A subsequent SRA Sugar Order, specifically Sugar Order No. 6 dated February 6, 2023, also became subject of a Senate inquiry, in aid of legislation, through Senate P.S. Res. No. 497 filed on February 21, 2023 by Senator Risa Hontiveros and before the Senate Blue Ribbon Committee.

==Cause==
===Low output===
Sugar Regulatory Administration (SRA) administrator Hermenegildo Serafica noted a decrease of sugar output in the Philippines for the 2021–22 crop year. Only 1.8 million metric tons (MT) was produced by June 15 in contrast to the 2.12 million MT output produced by June 13 of the 2020–21 crop year. An unusual decline of sugar production was noted for Negros according to the March 2022 to May 2022 production data. This was attributed to the onslaught of Typhoon Rai (Odette) which damaged the leaves of sugarcane plants in the island. Negros Occidental is the country's top sugar-producing province. According to the SRA's Sugar Regulatory directory, the province hosts five out of 12 active sugar refineries for the 2021–22 crop year.

The Philippines is not a regular importer of sugar and only imports whenever needed. Thailand, the second-largest producer in the world after Brazil, is the top source of imported sugar in the Philippines.

**Source data**
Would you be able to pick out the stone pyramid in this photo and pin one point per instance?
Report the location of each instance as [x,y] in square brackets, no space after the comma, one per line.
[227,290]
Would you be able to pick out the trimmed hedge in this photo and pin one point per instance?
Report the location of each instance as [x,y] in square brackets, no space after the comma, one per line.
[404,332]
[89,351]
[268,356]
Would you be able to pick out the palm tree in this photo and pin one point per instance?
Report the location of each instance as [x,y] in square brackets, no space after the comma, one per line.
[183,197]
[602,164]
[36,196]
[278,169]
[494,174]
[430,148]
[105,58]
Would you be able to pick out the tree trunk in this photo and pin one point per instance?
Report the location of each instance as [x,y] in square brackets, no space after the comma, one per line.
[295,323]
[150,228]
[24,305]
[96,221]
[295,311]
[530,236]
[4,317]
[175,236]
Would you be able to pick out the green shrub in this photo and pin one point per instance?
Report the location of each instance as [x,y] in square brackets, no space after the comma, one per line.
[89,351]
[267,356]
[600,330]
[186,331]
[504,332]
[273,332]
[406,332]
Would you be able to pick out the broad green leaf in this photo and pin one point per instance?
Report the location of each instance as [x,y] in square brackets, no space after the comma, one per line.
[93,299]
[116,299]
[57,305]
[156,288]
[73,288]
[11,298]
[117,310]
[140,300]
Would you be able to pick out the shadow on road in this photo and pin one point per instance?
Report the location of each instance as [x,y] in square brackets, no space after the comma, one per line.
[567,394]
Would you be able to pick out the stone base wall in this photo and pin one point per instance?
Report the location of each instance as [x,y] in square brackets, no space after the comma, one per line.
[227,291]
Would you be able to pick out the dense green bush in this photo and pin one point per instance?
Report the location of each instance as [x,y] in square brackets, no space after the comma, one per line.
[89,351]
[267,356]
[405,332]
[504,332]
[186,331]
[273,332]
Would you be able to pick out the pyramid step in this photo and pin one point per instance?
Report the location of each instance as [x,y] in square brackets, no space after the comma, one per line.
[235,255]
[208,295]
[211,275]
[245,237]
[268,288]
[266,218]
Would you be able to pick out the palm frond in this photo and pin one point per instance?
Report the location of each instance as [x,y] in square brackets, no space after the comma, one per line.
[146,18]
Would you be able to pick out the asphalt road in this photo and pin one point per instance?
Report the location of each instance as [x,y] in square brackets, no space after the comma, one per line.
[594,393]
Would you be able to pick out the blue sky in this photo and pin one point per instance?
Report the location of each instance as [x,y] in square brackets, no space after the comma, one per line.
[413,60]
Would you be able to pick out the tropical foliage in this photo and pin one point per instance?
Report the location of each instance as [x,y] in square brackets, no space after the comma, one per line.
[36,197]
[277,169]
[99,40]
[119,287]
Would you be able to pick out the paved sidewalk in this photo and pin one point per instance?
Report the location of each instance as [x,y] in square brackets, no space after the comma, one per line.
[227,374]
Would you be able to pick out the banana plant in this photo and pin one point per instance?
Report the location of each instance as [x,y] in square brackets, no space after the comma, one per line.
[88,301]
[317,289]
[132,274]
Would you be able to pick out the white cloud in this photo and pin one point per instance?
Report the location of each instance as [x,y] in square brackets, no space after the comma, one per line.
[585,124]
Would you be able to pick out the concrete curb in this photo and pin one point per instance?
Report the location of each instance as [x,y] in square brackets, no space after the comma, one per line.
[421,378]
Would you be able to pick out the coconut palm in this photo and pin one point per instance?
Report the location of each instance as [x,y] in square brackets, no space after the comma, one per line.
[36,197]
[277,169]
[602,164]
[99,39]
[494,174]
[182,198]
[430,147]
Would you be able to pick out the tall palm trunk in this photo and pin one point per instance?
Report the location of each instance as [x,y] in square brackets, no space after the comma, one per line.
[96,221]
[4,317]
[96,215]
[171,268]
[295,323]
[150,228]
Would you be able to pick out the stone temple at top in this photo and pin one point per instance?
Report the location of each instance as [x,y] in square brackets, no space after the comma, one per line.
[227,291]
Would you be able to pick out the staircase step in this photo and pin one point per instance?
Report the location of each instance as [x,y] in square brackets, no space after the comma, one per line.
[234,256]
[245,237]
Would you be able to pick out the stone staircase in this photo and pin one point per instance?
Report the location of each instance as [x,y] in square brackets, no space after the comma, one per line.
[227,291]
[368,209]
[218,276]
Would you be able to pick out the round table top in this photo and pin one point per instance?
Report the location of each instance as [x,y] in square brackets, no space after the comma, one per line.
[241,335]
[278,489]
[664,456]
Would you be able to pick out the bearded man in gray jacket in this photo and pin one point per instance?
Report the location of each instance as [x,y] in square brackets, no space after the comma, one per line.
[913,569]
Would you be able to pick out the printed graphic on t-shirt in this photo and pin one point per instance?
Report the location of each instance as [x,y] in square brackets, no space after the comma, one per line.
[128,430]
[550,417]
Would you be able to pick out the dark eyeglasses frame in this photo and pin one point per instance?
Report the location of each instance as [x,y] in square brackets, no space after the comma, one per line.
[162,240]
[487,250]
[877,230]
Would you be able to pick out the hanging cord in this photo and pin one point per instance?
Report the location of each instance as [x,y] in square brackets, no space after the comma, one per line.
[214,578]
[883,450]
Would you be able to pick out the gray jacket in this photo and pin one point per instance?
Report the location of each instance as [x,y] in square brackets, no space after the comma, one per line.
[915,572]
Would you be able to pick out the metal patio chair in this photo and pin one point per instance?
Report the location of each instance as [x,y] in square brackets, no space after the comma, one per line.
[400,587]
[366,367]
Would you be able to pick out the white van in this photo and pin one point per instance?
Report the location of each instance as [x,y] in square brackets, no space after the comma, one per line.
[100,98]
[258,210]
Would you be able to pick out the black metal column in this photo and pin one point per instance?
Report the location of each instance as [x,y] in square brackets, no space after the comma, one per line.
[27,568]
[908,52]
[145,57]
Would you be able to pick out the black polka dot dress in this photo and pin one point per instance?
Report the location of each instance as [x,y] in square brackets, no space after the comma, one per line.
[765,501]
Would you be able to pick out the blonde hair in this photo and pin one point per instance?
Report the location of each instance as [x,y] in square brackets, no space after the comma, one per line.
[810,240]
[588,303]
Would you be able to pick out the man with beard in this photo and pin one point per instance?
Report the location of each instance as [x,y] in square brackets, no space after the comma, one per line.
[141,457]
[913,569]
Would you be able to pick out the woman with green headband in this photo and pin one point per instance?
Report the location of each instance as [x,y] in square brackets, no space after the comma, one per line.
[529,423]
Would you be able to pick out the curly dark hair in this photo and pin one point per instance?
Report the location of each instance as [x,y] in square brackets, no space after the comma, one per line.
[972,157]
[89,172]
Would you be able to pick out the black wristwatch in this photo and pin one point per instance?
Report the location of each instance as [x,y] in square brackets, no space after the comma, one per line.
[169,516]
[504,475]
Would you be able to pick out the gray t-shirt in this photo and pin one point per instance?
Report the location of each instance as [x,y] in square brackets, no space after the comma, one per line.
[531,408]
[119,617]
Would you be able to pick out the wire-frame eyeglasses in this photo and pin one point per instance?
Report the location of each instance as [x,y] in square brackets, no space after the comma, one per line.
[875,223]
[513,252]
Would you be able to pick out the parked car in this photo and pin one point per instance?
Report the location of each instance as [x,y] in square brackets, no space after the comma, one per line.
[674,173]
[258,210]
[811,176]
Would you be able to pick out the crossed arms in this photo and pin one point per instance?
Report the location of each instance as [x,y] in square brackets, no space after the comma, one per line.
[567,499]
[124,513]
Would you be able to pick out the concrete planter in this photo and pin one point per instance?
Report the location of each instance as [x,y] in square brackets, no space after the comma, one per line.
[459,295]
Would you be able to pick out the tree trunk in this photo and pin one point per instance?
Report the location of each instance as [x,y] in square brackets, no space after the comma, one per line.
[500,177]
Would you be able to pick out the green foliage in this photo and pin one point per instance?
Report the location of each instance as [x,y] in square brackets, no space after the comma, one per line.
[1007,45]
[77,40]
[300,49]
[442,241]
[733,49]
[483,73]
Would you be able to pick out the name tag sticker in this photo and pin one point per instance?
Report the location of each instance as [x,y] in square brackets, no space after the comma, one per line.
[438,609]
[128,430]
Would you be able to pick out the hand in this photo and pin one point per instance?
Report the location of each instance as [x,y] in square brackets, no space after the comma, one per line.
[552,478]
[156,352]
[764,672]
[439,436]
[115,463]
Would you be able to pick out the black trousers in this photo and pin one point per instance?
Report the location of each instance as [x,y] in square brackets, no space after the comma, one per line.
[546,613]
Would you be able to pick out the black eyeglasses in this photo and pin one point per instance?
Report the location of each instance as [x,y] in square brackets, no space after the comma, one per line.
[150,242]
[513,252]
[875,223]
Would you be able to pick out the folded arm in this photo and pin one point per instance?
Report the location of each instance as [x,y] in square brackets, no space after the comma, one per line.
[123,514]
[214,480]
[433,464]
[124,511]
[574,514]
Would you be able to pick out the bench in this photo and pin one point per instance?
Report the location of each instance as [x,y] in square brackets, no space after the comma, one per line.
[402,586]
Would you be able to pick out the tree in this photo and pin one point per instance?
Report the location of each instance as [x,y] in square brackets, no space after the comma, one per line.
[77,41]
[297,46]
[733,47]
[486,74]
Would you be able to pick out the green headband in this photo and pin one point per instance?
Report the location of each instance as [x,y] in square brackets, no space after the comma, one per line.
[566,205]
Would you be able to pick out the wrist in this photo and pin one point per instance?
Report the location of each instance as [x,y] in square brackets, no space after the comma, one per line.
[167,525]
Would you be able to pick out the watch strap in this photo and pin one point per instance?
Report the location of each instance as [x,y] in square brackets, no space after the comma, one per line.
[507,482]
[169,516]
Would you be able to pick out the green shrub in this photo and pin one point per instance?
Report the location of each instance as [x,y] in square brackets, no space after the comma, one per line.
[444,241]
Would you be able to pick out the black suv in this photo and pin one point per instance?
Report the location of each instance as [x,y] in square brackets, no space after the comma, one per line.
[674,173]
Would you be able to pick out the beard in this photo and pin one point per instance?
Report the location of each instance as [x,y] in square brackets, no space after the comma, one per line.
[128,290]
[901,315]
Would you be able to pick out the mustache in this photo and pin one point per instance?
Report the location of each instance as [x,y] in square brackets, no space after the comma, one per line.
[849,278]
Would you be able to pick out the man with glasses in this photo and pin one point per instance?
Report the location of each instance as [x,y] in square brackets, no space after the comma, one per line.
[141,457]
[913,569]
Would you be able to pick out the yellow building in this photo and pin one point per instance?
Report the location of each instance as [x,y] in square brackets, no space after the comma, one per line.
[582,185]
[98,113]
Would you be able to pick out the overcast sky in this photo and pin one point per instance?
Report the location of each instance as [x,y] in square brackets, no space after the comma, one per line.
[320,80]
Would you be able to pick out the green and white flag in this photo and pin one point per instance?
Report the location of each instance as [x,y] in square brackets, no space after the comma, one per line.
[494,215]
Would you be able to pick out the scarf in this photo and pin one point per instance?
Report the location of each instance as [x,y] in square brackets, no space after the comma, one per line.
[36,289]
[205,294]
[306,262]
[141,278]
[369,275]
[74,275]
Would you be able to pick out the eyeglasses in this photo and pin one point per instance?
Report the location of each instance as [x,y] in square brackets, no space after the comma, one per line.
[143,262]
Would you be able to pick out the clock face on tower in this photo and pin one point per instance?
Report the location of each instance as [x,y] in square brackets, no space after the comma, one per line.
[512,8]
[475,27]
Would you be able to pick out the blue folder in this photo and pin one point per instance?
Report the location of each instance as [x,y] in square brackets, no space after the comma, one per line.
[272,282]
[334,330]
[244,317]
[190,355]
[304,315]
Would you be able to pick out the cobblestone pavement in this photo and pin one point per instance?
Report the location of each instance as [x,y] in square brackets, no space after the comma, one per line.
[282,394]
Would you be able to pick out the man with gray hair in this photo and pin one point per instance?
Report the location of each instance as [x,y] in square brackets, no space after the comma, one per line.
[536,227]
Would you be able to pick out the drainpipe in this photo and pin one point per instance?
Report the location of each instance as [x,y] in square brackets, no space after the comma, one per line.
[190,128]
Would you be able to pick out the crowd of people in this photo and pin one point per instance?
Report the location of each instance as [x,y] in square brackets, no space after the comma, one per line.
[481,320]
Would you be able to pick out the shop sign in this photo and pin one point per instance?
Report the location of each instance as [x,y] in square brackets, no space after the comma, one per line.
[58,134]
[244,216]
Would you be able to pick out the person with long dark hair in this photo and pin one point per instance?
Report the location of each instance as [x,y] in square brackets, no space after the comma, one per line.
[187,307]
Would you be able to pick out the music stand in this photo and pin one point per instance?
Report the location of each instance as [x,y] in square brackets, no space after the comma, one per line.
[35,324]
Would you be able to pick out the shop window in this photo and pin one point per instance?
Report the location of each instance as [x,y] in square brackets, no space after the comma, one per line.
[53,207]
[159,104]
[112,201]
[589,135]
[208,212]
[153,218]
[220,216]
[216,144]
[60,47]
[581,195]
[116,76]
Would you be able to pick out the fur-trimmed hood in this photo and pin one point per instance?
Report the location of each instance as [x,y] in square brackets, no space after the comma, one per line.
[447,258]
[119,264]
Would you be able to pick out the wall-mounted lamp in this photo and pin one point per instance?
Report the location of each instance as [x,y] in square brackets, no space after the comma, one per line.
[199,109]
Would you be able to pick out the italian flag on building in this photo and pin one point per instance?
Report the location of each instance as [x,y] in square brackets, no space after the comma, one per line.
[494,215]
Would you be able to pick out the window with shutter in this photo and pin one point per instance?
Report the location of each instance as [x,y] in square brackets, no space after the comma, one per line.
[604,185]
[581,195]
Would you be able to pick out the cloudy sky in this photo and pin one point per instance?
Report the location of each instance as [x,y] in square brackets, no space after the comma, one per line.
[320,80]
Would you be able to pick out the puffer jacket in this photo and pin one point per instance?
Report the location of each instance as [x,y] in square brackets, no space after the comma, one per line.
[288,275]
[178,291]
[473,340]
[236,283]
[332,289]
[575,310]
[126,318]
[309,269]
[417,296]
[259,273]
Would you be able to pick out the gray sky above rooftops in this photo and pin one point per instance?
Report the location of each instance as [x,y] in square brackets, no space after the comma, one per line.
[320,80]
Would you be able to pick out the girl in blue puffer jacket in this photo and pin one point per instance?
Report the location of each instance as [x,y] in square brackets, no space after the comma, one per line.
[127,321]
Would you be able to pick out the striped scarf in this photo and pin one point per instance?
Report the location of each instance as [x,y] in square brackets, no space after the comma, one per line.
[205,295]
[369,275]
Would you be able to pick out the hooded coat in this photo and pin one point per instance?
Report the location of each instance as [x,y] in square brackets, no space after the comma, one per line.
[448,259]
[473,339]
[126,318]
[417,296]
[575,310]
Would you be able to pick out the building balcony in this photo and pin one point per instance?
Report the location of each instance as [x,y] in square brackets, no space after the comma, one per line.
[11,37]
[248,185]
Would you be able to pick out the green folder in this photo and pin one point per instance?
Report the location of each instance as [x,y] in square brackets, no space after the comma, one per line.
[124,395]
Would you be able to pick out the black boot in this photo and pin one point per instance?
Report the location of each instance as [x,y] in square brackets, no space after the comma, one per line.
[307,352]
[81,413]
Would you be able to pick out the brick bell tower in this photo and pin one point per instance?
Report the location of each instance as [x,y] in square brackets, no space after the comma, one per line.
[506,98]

**Actions to take**
1. List every line of the listing that contains the word "building".
2. Go on with the text on Philippine sugar supply, starting after its final sentence.
The listing is unrelated to the text on Philippine sugar supply.

**Results by task**
1.
Would you be able to pick out the yellow building in this photo and pin one point per instance?
Would you be able to pick out the italian flag on building in this photo and pin one point per instance?
Would you be able to pick out the building balcony in this photo and pin one point per instance?

2.
===Hoarding===
There are suspicions that the crisis is caused by hoarding. United Sugar Producers Federation (Unified) President Manuel Lamata, insisted that unspecified traders are engaged in "manipulation and hoarding" and claimed that there is no shortage at all.

According to Executive Secretary Vic Rodriguez, the government is investigating reports of traders lobbying for the importation of 300,000 MT of sugar so that they could use the additional sugar supply as a cover to sell their hoarded sugar.

After raids conducted in separate locations in August 2022 which yielded 10,700 MT of sugar, the Philippine government concluded that the shortage is "artificial".

=== Smuggling ===
State-sponsored sugar smuggling has also been alleged as a key cause of the Philippine sugar crisis. Senator Risa Hontiveros, through Senate P.S. Res. No. 497 filed on February 21, 2023 and before the Senate Blue Ribbon Committee, alleged that the Sugar Regulatory Administration's Sugar Order No. 6 permitted the smuggling of four hundred forty thousand (440,000) metric tons of sugar by and in favor of three (3) only three importers under terms that are contrary to law, including the Anti-Agricultural Smuggling Act.

==Impact==
Food inflation increased as a cause of the sugar crisis. In May 2022, the overall price of consumer goods rose by 4.9%. The retail price of sugar itself had also increased.

Due to the sugar shortage, soda manufacturers Coca-Cola Beverages Philippines, Pepsi-Cola Products Philippines, and ARC Refreshments Corporation released a joint statement on August 16, 2022, that they were experiencing a supply shortage of refined sugar or bottlers' grade sugar. According to 2nd Albay district representative Joey Salceda, soda manufacturers may shift to high-fructose corn syrup if the sugar supply issue continues, which is taxed heavier under the Tax Reform for Acceleration and Inclusion (TRAIN) Law. Manufacturers as a result may increase prices of their products to compensate in an event of a shift to the more heavier taxed sweetener.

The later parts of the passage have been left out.